- TASK DESCRIPTION -
Lines with the word "tree" are the ones wanted. Copy each of them from the entries below.

- TASK INPUTS -
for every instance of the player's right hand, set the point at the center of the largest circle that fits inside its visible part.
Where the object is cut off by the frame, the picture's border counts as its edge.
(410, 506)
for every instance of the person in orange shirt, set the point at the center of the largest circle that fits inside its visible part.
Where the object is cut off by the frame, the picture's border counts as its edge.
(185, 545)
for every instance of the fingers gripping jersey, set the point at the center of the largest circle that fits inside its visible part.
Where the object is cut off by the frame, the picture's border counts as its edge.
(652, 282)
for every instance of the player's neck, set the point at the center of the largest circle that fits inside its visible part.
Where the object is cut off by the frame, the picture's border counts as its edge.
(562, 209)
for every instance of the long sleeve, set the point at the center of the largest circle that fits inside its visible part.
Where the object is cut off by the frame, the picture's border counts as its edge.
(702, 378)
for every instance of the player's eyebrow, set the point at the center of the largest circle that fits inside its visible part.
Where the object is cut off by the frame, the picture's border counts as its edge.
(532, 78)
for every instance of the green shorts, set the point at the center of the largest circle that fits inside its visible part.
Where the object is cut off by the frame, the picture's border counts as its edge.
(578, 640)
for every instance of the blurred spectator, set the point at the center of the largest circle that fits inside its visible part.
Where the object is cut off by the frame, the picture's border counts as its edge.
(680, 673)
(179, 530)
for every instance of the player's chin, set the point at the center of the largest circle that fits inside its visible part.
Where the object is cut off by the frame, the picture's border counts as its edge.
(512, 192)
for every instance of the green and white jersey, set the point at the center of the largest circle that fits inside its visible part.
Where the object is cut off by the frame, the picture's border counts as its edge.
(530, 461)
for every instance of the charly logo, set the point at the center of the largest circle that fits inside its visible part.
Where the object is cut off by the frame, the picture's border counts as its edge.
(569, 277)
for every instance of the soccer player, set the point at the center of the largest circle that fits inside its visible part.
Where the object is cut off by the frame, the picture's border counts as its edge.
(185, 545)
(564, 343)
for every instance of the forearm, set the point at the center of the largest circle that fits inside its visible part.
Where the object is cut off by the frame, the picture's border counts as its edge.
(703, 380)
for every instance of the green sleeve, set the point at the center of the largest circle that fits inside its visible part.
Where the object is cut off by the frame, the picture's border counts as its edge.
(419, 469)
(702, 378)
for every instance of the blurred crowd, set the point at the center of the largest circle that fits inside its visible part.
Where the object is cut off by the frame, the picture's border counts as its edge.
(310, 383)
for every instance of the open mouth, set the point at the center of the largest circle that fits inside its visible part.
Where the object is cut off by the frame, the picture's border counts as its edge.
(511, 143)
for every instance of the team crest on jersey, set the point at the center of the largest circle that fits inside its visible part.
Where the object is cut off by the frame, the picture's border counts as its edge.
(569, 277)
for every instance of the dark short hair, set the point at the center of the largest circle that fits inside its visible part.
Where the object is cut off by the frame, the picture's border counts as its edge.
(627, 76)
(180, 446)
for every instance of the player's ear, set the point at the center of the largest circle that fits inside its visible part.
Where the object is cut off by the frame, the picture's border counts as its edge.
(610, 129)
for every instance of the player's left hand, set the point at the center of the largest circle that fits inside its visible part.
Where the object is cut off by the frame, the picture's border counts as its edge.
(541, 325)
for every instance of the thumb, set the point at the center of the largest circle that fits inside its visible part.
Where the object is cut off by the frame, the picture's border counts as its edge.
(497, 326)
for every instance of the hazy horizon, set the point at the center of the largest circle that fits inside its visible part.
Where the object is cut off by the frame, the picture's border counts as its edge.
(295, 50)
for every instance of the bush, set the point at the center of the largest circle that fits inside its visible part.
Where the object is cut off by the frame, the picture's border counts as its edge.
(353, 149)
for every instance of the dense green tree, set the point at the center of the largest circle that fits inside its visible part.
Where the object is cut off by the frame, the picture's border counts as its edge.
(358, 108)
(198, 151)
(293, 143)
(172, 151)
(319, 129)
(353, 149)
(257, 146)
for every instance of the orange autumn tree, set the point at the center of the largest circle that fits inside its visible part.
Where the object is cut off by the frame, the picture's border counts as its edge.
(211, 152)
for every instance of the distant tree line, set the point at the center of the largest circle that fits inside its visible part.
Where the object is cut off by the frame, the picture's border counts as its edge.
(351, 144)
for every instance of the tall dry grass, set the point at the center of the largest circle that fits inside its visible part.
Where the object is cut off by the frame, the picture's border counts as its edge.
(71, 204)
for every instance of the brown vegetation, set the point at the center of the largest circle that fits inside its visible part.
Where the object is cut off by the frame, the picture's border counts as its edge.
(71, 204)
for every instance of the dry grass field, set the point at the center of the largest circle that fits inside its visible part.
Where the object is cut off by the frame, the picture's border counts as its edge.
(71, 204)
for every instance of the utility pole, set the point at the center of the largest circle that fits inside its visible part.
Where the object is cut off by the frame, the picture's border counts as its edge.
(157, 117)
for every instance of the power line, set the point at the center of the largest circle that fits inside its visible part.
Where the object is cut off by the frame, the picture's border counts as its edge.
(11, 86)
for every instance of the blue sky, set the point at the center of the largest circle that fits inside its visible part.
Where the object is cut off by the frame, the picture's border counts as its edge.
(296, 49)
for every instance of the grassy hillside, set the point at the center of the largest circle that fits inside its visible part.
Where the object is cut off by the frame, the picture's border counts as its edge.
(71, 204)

- REPLY -
for every instance of the dense green tree, set the point at the center of the largest circle that fits inside its visible part.
for every instance of the orange autumn tree, set the point at the center of the largest circle that fits inside its visible part.
for every instance of the distant tree line, set the point at the center of the largest circle that fits inside its visible part.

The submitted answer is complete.